⟨

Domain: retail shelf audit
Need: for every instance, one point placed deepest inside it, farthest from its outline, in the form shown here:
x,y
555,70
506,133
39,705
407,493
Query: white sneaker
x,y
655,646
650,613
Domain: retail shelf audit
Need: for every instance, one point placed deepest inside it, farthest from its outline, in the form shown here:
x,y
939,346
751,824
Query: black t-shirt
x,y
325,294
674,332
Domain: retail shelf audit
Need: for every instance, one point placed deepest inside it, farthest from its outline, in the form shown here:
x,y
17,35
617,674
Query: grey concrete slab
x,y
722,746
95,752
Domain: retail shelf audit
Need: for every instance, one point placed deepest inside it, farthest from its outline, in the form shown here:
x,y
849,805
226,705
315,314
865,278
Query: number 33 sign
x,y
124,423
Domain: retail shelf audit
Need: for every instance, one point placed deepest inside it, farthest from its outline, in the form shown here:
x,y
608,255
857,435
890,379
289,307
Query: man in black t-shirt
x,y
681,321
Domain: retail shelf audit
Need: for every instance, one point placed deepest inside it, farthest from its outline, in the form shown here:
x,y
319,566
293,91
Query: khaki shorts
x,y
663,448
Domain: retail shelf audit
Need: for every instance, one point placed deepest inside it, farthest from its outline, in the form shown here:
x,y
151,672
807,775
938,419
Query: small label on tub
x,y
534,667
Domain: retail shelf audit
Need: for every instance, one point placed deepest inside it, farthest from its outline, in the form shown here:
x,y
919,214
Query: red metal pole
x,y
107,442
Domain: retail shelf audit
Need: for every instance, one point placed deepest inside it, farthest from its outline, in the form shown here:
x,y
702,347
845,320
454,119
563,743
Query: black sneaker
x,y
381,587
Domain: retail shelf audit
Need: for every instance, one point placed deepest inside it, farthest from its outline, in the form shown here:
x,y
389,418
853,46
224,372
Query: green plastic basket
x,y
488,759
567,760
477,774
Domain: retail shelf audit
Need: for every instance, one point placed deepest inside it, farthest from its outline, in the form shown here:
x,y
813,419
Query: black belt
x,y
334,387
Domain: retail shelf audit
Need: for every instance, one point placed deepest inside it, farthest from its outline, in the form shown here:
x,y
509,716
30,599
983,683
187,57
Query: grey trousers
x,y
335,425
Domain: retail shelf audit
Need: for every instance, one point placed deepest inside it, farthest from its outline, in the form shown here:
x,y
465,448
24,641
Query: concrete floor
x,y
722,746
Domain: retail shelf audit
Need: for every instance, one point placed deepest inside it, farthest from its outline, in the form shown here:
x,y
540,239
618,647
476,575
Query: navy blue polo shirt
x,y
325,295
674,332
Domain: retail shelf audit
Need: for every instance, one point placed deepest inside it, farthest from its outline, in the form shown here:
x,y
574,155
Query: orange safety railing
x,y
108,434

⟩

> [Do this]
Quote all the records exactly, please, leaving none out.

> [Answer below]
Domain: retail shelf audit
Need: for every instance, one point placed deepest inside it, farthest from its outline, in the form shown here:
x,y
555,70
506,133
39,705
407,493
Query: white sneaker
x,y
655,646
650,613
Domain: retail shelf audit
Need: for every instance, one point placed deepest inside it, farthest from its outline, in the form shown here:
x,y
939,346
751,824
Query: black t-shirt
x,y
325,294
674,332
Domain: retail shelf audit
Need: for every instance, one point placed deepest inside it, farthest from its outline, in the form shown here:
x,y
17,35
617,674
Query: grey concrete slab
x,y
722,746
95,752
Domain: retail shelf audit
Need: for every instance, one point placed deepest inside it, farthest from its outline, in the form shown here:
x,y
849,805
226,705
315,314
865,278
Query: number 33 sign
x,y
124,423
Domain: retail shelf audit
Need: for every instance, one point placed deepest inside it, farthest from its outline, in the form shown here:
x,y
608,255
857,435
890,379
289,307
Query: man in black t-shirt
x,y
681,321
Domain: retail shelf audit
Need: for every instance, one point placed deepest inside it, farthest from its outline, in the form shown here:
x,y
319,566
293,91
Query: khaki shorts
x,y
663,448
Domain: retail shelf audit
Need: for every instance, one point placed deepest inside it, farthest from its outline, in the form shown here:
x,y
151,672
807,775
938,419
Query: small label on tub
x,y
534,667
Domain: retail shelf audit
Need: for every instance, one point placed deepest inside it, farthest from its outline, in the form shown here:
x,y
919,214
Query: red metal pole
x,y
107,442
Domain: retail shelf audit
Need: for every instance, one point placed deepest inside it, farthest from its outline, in the form shown here:
x,y
702,347
845,320
454,119
563,743
Query: black sneaker
x,y
381,587
Domain: retail shelf audit
Need: for every instance, one point placed deepest inside it, farthest from its outline, in the form shown here:
x,y
389,418
853,46
224,372
Query: green plastic basket
x,y
488,759
567,760
477,774
Domain: retail shelf audit
Need: for every instance, one point placed deepest inside it, farthest from its outline, in the form shown here:
x,y
813,419
Query: black belt
x,y
334,387
Domain: retail shelf audit
Need: for every instance, one point placed deepest inside it, farthest from its outline, in the form shown here:
x,y
509,716
30,599
983,683
187,57
Query: grey trousers
x,y
335,425
Domain: retail shelf audit
Need: for every instance, one point placed deepest inside it, farthest from its outline, in the form shown here:
x,y
465,448
24,641
Query: concrete floor
x,y
722,746
Domain: retail shelf audit
Need: for every instance, one point placed deepest inside it, farthest from its outline, in the form shown here:
x,y
540,239
618,647
476,575
Query: navy blue polo shirt
x,y
325,295
674,332
Domain: retail shelf audit
Need: for every instance, one point placed deepest inside it, farthest from its outline, in the form shown here:
x,y
574,155
Query: orange safety railing
x,y
108,434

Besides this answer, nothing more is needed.